### TASK:
Reproduce each of the following rows verbatim, keeping every line unchanged.

### GIVEN ENTRIES:

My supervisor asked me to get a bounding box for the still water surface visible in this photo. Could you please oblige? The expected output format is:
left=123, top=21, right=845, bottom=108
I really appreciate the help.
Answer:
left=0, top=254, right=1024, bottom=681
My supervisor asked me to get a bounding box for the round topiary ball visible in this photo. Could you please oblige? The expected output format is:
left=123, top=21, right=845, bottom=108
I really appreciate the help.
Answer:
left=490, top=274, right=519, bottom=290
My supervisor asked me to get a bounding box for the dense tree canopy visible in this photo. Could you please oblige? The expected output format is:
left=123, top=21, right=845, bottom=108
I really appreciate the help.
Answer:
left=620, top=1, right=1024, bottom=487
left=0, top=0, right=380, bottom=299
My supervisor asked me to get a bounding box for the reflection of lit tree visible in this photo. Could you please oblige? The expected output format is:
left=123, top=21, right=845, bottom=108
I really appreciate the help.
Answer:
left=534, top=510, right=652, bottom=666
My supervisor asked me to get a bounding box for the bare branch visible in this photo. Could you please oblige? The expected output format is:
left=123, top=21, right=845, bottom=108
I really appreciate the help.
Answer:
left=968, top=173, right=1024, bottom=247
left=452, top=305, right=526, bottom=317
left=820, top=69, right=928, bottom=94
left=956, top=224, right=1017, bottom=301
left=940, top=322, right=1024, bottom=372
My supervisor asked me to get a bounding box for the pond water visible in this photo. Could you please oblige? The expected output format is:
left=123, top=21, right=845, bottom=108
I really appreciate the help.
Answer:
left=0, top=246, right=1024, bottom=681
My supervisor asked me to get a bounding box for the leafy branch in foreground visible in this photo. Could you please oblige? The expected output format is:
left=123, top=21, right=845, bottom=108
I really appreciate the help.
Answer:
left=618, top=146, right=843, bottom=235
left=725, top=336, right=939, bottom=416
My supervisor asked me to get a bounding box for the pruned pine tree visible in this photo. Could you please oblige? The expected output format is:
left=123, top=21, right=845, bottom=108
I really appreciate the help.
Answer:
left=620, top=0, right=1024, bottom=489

### REPLY:
My supervisor asked me to get a bounding box for the still water surface visible in this photo. Could you please oblige? The expected output format is:
left=123, top=21, right=845, bottom=108
I really appreciate the help.
Answer:
left=0, top=254, right=1024, bottom=681
My supervisor asked me to get a bounding box for the round topiary ball visible in this photo. Could you please oblige? The expected output format is:
left=123, top=21, right=845, bottom=108
I really appreciate the help.
Answer:
left=490, top=274, right=519, bottom=290
My supervisor asked me to get a bounding box for the dense tree canopy visible in this photo. Could you please oblige? The expected output format is:
left=123, top=21, right=845, bottom=108
I really appreciate the help.
Answer:
left=620, top=1, right=1024, bottom=487
left=0, top=0, right=380, bottom=299
My supervisor asked me to get a bounding box for the reflection of lit tree visible in this photo. Could you please oblige? The expected output format is:
left=123, top=21, right=845, bottom=108
I really appreciate the help.
Answer:
left=534, top=510, right=652, bottom=666
My supervisor asked me to get a bounding box for the bare branch visible in this photo. Could you please oblige? The expected output format is:
left=123, top=21, right=845, bottom=108
I really appreciate the help.
Answer:
left=968, top=173, right=1024, bottom=247
left=452, top=305, right=526, bottom=317
left=820, top=69, right=928, bottom=94
left=956, top=224, right=1017, bottom=301
left=940, top=322, right=1024, bottom=372
My supervisor asked me to get a bounding box for the pond water visible in this photo. Could you please oblige? The expected output format is:
left=123, top=21, right=845, bottom=108
I really appreciate the help.
Answer:
left=0, top=246, right=1024, bottom=681
My supervisor asked me to get a bounding box for the leafy branch in foreground visible in this photo. Could you please oblige? The expected output format is:
left=123, top=21, right=845, bottom=108
I really appreciate the help.
Answer:
left=618, top=146, right=843, bottom=235
left=725, top=336, right=939, bottom=416
My supervisor asked me to get a bounding box for the pruned pine tree visible in this photo. Could you please oblige? The expected output format is:
left=123, top=21, right=845, bottom=108
I really appreciate the help.
Answer:
left=620, top=0, right=1024, bottom=489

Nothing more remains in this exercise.